------ DATA TO EXAMINE

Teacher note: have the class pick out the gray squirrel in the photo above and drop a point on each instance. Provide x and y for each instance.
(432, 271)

------------
------ DATA TO EXAMINE

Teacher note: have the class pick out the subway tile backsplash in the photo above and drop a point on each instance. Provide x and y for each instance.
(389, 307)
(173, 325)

------------
------ DATA TO EXAMINE

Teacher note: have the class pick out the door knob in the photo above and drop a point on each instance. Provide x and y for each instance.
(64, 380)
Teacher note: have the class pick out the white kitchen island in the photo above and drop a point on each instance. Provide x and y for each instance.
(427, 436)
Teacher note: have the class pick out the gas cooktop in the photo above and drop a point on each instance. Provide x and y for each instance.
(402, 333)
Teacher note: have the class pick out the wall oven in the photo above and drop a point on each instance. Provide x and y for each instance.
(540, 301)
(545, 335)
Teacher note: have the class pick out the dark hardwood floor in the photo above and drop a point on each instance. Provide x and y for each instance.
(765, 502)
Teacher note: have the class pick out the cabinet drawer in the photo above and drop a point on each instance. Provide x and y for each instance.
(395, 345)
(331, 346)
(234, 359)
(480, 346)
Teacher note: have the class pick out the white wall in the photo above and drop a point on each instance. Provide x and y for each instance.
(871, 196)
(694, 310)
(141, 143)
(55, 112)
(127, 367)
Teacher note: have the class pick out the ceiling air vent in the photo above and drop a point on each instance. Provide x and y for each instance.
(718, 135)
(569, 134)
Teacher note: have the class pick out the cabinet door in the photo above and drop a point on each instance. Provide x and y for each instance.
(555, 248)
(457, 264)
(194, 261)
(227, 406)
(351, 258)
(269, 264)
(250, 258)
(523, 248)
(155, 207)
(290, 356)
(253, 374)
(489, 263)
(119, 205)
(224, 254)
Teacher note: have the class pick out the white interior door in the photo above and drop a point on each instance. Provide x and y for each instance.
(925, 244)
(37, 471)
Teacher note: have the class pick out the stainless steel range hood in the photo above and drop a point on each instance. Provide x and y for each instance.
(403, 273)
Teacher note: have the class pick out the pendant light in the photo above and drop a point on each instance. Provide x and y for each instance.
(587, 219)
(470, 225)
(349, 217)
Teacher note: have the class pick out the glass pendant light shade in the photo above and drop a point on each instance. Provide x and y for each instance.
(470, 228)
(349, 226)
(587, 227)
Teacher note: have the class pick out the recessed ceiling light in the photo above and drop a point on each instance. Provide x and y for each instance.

------------

- **PROBLEM DESCRIPTION**
Reproduce exactly, and with no other material, the lines between those holding "Teacher note: have the class pick out the pendant" and "Teacher note: have the class pick out the recessed", inclusive.

- **REPLY**
Teacher note: have the class pick out the pendant light in the photo above and drop a point on each instance. Provide x and y for each instance.
(587, 219)
(470, 225)
(349, 217)
Teacher note: have the class pick out the glass pendant light shade in the photo above and drop a point on each instance. Provide x and y for each instance.
(470, 228)
(349, 226)
(587, 227)
Teacher note: have the class pick out the recessed ceiling light in the photo above and drop a point on each instance. Provide x and y for each instance.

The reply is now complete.